● **Region annotation entries**:
= = = =
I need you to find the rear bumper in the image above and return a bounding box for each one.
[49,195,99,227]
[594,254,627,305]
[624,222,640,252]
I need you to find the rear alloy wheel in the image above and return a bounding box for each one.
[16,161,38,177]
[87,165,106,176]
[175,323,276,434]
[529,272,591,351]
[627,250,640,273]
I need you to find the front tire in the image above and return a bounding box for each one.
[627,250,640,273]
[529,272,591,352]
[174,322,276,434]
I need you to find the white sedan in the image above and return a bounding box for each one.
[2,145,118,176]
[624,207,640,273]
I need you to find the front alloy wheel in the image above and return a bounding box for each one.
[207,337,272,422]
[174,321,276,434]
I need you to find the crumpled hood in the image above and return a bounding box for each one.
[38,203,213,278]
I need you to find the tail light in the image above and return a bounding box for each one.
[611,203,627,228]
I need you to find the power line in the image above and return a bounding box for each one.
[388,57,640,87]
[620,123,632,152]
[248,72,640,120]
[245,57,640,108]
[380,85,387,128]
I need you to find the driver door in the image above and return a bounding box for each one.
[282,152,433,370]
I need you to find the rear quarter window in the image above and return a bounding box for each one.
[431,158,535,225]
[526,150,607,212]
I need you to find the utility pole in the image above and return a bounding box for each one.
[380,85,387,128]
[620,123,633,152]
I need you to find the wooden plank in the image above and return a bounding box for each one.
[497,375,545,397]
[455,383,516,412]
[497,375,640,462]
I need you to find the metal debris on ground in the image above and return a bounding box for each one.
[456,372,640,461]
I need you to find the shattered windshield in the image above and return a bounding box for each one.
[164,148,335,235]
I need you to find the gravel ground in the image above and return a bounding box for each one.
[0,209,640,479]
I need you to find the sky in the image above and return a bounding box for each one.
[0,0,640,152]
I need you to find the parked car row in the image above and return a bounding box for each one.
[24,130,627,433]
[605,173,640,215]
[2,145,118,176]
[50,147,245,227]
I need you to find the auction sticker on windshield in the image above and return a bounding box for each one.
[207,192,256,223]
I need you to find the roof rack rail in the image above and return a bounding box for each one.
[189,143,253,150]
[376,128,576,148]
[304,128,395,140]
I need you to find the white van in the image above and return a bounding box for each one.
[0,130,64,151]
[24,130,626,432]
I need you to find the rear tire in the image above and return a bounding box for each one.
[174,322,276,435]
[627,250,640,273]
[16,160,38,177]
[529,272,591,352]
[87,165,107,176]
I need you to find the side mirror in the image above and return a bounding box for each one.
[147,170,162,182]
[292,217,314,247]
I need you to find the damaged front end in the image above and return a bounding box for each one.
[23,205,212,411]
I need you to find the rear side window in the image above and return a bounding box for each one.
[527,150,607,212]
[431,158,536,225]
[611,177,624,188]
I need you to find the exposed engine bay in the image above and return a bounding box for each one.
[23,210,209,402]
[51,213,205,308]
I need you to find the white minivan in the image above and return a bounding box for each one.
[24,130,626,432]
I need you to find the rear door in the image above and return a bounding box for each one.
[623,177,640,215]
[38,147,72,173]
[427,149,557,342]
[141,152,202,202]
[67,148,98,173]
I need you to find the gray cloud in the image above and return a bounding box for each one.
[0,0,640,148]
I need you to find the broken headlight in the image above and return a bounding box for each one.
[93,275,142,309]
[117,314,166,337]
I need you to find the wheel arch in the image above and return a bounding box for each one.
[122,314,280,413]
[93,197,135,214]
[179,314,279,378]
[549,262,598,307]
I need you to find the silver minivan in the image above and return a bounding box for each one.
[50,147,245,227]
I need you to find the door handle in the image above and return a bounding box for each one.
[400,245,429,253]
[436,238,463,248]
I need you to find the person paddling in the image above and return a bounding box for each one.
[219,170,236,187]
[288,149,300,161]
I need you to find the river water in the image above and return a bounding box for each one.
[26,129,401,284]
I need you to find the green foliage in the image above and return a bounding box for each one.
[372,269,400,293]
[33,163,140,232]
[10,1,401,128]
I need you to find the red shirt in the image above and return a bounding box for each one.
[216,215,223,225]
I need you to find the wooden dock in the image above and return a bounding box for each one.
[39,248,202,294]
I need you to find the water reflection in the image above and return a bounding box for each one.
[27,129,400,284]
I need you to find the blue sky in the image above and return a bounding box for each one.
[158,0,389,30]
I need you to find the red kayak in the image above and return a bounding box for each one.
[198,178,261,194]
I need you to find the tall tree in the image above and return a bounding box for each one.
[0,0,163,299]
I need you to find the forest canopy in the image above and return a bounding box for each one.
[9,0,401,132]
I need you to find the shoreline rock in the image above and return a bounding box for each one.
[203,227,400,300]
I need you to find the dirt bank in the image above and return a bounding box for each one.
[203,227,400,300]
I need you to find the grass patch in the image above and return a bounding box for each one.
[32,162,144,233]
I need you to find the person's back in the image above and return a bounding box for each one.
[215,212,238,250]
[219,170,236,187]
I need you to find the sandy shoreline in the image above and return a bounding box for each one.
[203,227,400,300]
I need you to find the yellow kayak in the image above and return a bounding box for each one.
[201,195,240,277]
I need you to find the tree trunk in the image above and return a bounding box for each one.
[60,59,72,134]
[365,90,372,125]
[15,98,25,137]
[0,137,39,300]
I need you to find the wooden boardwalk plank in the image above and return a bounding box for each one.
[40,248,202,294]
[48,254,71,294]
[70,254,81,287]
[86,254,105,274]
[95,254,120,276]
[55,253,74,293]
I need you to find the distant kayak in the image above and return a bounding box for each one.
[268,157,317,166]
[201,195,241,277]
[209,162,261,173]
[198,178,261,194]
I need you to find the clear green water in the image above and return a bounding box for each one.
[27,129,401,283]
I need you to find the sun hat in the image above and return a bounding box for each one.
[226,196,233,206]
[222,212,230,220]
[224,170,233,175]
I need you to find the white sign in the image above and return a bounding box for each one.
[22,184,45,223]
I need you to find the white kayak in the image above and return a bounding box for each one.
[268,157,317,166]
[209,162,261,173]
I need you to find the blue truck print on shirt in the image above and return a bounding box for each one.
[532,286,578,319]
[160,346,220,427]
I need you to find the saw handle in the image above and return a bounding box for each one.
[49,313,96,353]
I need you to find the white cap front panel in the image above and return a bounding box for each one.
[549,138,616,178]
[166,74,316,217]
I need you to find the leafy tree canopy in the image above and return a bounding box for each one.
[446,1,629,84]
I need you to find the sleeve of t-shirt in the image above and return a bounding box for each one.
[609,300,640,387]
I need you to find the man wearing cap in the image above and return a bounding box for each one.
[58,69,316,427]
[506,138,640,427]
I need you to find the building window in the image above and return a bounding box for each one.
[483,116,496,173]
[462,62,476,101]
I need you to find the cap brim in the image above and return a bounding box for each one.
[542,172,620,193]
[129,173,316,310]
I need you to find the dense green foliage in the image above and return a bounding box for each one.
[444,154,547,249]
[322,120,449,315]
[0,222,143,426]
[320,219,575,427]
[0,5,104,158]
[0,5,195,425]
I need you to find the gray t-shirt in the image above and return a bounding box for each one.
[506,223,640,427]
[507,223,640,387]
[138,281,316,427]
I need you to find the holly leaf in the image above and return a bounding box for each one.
= = = =
Rewrite every item above, changing "I need you to find" to "Please locate" and leaving all other text as it is.

● **Task output**:
Please locate the rear bumper in the image above and return a bounding box for each one.
[49,195,99,227]
[594,254,627,305]
[624,222,640,252]
Please locate the rear alloy wheel in the image above and return a bounding box for each one.
[16,161,38,177]
[87,165,106,176]
[175,323,276,434]
[529,272,591,351]
[627,250,640,273]
Please locate the front tire in the image above and return a bounding box for each one.
[627,250,640,273]
[529,272,591,352]
[174,322,276,434]
Please locate the white sedan in the image above and return a bounding box for each one.
[2,145,118,176]
[624,207,640,273]
Please locate the front alloy wheel in the image above and return a bounding box for each one.
[207,337,272,422]
[174,321,276,434]
Please locate the crumpled hood in the image above and return a bounding box for each one.
[38,203,213,278]
Please locate the tail light in the image above and return a bounding box for each one.
[611,203,627,228]
Please locate the power line in the image above and return a bounding box for each one.
[388,57,640,87]
[620,123,632,152]
[248,72,640,120]
[245,57,640,108]
[380,85,387,128]
Please locate the driver door in the image above and return a bounding box for each one.
[282,152,433,370]
Please locate the rear quarter window in the image above and return a bounding box for each one.
[431,158,535,225]
[526,150,607,212]
Please locate the utility pole in the image above and return a bounding box for each one.
[380,85,387,128]
[620,123,633,152]
Please locate the wooden plank in the image above and return a bounding box for each one.
[497,375,545,397]
[455,383,516,412]
[497,375,640,462]
Please locate the metal debris on ground in the image above and return a bounding box for each one.
[456,372,640,461]
Please locate the shattered windshield in the image above and return a bounding box for each one.
[164,148,335,235]
Please locate the gravel ground in the image above and return a bounding box for each one.
[0,209,640,479]
Please locate the sky in the image above and return a bounding box for each one.
[0,0,640,152]
Please locate the parked car row in the image above and return a bounding box for each one.
[24,130,627,433]
[605,173,640,215]
[2,145,118,176]
[50,147,245,227]
Please locate the auction sticker on windshield in the image above and return a bounding box for each one.
[207,192,256,223]
Please locate the roof rack rail in the image above and return a bounding box for each one.
[189,143,253,150]
[376,128,576,148]
[304,128,395,140]
Please locate the white van in the image above and return a bounding box for each one.
[0,130,64,151]
[24,130,626,432]
Please locate the rear tire in the image above and return a bounding box for each one.
[174,322,276,435]
[627,250,640,273]
[16,160,38,177]
[529,272,591,352]
[87,165,107,176]
Please locate the side mirror in the image above and return a bounding box for each one.
[147,170,162,182]
[292,217,314,247]
Please locate the damaged front end in the image above and return a bounding box for each one.
[23,205,212,411]
Please locate the rear side window in the image above and return a bounding box for each one.
[527,150,607,212]
[431,158,536,225]
[611,177,624,188]
Please locate the exposed engine bay in the image above and return a bounding box for each one.
[23,210,209,402]
[51,213,205,308]
Please locate the white minivan in the image above and return a bounding box for each one.
[24,130,626,432]
Please locate the rear door in the image above and return a bounding box for each one.
[623,177,640,215]
[38,147,72,173]
[427,149,557,342]
[141,152,202,202]
[67,148,98,173]
Please locate the gray cloud in the image above and return a bounding box for each one.
[0,0,640,148]
Please locate the broken headlight in the image above and return a bounding box for each one.
[93,275,142,309]
[117,314,166,337]
Please locate the wheel arch in the image above and return a bounding box for each one.
[122,314,280,413]
[93,197,135,214]
[179,314,279,378]
[549,262,598,307]
Please locate the silver minivan in the image above and return a bounding box for each one.
[50,147,245,227]
Please locate the door handle in the image above and return a bounding box for each one.
[400,245,429,253]
[436,238,463,248]
Please locate the person paddling in the image above and return a bounding box for each one.
[219,170,236,187]
[288,149,300,161]
Please locate the river water in the image above and return a bounding box for each one.
[26,129,401,284]
Please locate the green foliage in the image above and return a bounding box for each one.
[372,269,400,293]
[33,163,140,232]
[10,1,401,128]
Please locate the red shirt in the image above and return a bounding box for each one.
[216,215,223,225]
Please locate the wooden dock in the image above and return a bounding box for each one.
[39,248,202,294]
Please locate the water reflection in the image above and return a bounding box for each one.
[27,129,400,284]
Please locate the blue sky in the image above and return a bounding box for each one.
[158,0,389,30]
Please locate the red kayak in the image above and return a bounding box for each one.
[198,178,261,194]
Please locate the tall tree in the image above and return a bounding box for each one.
[0,0,163,299]
Please locate the forest canopy in the image above and return a bounding box for each one.
[9,0,401,132]
Please locate the shoreline rock in the image above and return a bounding box for each one.
[203,227,400,300]
Please locate the dirt bank in the image above and return a bounding box for each one.
[203,227,400,300]
Please locate the grass patch in the image above and return a bounding box for each one.
[32,162,144,233]
Please locate the person's back in the image above and return a bounding box for each one.
[215,212,238,250]
[219,170,236,187]
Please locate the sandy shoreline in the image above and return a bounding box for each one.
[203,227,400,300]
Please locate the yellow kayak in the image above and return a bounding box for each one.
[201,195,240,277]
Please locate the tree trunk in the image above and return a bounding box for each one.
[60,59,72,134]
[365,90,372,125]
[15,98,25,137]
[0,137,39,300]
Please locate the wooden boardwalk plank in the image above and return a bounding box for each one.
[40,248,202,294]
[48,254,71,294]
[70,254,81,287]
[86,254,105,274]
[95,254,120,276]
[55,253,74,293]
Please locate the distant kayak in the image above and return a bounding box for each one.
[268,157,317,166]
[201,195,241,277]
[209,162,261,173]
[198,178,261,194]
Please locate the clear green water in the image above and return a bounding box for each one.
[27,129,401,283]
Please locate the sun hat in the image above and return a bounding box for each one.
[226,196,233,206]
[222,212,230,220]
[224,170,233,175]
Please locate the white sign in the image above and return a bounding box for each one.
[22,184,45,223]
Please locate the white kayak in the image above and return a bounding box for each one.
[268,157,317,166]
[209,162,261,173]
Please locate the blue truck print on shirt in the image above and return a bounding box for each one.
[532,286,578,319]
[160,346,220,427]
Please locate the saw handle in the image above and return a bounding box for each one.
[49,313,96,353]
Please locate the white cap front panel in the image above and return a bounding box for each one.
[549,138,616,178]
[166,74,316,217]
Please locate the leafy tree canopy in the image above and return a bounding box for each one.
[446,1,629,84]
Please locate the sleeve of t-shirt in the image above and return a bounding box for each one.
[609,300,640,387]
Please locate the man wearing cap in the image above and return a bounding box for each one.
[58,69,316,427]
[506,138,640,427]
Please locate the building window in the image above and return a bounding box for each one.
[483,116,496,173]
[462,62,476,101]
Please locate the cap brim in the image above and return a bounding box for each one.
[542,172,620,193]
[129,173,316,310]
Please locate the dense green foliage in the image above and return a bounding box for each one.
[444,154,547,249]
[322,120,449,315]
[0,222,143,426]
[320,219,575,427]
[0,5,104,158]
[0,5,195,425]
Please locate the gray t-shirt in the image above and return a bounding box for each one.
[506,223,640,427]
[507,223,640,387]
[138,281,316,427]
Please locate the holly leaf in the image above and return a bounding box for each one.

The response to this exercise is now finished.